Exercise directions: Where an entry contains a picture, skip the picture and write out everything else exactly.

━━━ Records to process

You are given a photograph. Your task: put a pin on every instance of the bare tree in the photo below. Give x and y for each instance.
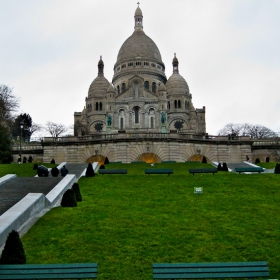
(9, 103)
(55, 129)
(245, 129)
(35, 128)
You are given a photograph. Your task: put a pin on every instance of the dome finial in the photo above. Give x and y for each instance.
(138, 18)
(175, 64)
(100, 67)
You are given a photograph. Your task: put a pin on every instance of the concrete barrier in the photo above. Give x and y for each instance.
(17, 215)
(61, 165)
(56, 193)
(95, 167)
(7, 178)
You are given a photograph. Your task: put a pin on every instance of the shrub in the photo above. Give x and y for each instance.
(55, 172)
(90, 171)
(69, 199)
(277, 168)
(13, 252)
(224, 168)
(76, 190)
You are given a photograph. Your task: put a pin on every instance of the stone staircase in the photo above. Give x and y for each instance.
(13, 191)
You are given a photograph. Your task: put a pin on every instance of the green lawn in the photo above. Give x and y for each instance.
(21, 170)
(127, 222)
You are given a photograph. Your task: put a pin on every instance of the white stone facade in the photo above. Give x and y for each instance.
(140, 97)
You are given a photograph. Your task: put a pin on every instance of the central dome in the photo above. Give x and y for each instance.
(139, 45)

━━━━━━

Solution below:
You are given a photograph. Your task: put a pin on every instance of the bare tree in the photo below. Give x and y for each instance.
(9, 103)
(55, 129)
(245, 129)
(35, 128)
You are given a photograph. Your task: put a pin on every instance of the dome finial in the photo above. Give x and y for each instance.
(138, 18)
(175, 64)
(100, 67)
You are given a photograph. Your task: put a pin on every instance of the concrete barrier in the photo above. Give x and y for each instance.
(17, 215)
(61, 165)
(56, 193)
(95, 167)
(7, 178)
You are given a photograph. Your task: put a pin on every instance of the shrub in the photo above. Give x and y for each instance.
(55, 172)
(90, 171)
(69, 199)
(277, 168)
(13, 252)
(224, 168)
(76, 190)
You are given a photograph. Your task: put a pin on every instance of the stone staircase in the photo above. Give x and y for each instance.
(13, 191)
You are given a photograph. Your task: put a pin on every instance of the green lawn in the photo above. Give x and y for each instance.
(21, 170)
(127, 222)
You are given a photograph. Your task: put a pin on every instance of the white stone facade in the photo above. Give x and y for each instance.
(140, 97)
You are given a photograph. Your task: put a pin on every instance of the central dome in the photo above. Give x and y for each instance.
(139, 45)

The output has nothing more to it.